> **TASK DIRECTIONS**: Could you lay out the whole listing below as a numbered list, skipping blank lines and leaving the pictures out?

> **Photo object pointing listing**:
_ _ _ _
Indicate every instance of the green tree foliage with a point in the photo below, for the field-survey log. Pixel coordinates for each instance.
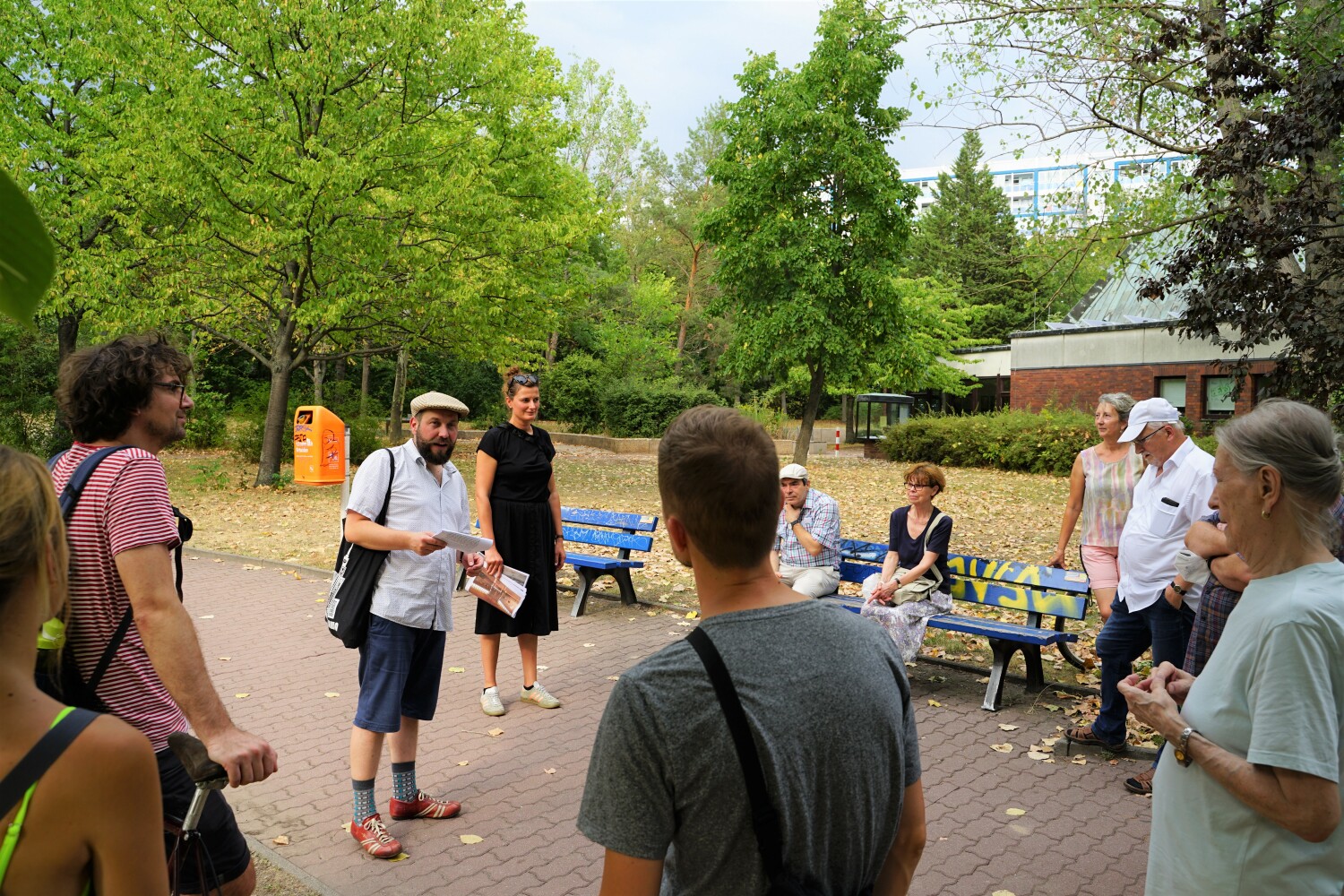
(1253, 93)
(814, 220)
(323, 177)
(969, 237)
_ _ _ _
> **SOLUTION**:
1. Indicate every instance of the green tree foliage with a point in the photo below, for the field-survey log. Pixel coordinates for each instance.
2. (1253, 93)
3. (814, 220)
4. (323, 177)
5. (969, 237)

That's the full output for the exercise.